Problem description: Locate every line in the entries below that contains the word "cabinet" and copy each of those lines.

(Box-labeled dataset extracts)
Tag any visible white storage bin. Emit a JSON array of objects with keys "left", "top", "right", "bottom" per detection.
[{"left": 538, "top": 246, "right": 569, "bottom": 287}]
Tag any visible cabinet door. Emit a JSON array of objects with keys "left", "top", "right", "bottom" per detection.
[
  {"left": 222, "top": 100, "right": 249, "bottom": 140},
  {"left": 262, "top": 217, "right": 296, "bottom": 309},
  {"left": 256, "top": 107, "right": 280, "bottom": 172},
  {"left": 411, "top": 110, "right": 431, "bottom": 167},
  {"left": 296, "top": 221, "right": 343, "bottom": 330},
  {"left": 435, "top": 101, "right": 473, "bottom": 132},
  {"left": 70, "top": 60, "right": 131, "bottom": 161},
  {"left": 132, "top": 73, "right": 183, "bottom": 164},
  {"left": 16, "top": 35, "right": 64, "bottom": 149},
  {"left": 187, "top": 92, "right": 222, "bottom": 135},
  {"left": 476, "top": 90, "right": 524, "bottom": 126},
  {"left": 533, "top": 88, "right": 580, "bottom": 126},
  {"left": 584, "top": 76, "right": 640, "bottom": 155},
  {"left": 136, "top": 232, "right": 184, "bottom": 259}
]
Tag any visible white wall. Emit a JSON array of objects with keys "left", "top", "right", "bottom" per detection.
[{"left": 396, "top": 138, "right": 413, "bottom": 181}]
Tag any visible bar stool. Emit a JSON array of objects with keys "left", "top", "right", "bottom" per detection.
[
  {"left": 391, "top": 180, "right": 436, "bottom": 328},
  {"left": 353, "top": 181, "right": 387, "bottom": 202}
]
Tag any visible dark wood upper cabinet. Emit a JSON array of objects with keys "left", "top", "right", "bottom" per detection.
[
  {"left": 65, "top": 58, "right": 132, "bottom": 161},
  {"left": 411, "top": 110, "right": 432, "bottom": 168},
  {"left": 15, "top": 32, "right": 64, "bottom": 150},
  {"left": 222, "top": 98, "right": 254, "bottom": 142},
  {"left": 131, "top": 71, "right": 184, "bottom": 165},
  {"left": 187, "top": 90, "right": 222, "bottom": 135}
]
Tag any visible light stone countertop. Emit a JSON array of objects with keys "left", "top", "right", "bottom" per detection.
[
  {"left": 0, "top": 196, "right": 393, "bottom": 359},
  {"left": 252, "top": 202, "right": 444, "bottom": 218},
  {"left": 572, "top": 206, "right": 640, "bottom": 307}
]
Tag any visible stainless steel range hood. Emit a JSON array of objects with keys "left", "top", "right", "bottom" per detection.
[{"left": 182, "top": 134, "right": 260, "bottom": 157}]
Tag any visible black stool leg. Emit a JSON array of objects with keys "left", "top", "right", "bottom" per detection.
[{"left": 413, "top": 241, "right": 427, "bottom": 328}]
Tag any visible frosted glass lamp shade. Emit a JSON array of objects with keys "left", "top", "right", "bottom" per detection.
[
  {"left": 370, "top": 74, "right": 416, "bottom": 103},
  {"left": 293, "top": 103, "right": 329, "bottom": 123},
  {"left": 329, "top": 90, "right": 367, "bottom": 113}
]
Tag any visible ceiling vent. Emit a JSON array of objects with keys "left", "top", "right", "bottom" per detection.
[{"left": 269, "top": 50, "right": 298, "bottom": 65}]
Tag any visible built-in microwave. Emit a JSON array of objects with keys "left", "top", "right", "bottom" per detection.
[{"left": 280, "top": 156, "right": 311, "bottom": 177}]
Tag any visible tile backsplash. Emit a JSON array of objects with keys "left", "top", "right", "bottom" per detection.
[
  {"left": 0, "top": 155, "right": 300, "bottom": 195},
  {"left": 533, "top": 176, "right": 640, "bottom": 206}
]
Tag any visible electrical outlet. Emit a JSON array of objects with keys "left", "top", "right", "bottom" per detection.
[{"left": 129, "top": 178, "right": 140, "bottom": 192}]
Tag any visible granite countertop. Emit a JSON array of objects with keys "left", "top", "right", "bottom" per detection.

Response below:
Tag any visible cabinet door. Emit a JSON array of objects with keys "left", "top", "right", "bottom" per detection.
Tag any visible dark wood upper cabinet. Emit a JSON array of objects with keys "left", "top", "right", "bottom" per detection.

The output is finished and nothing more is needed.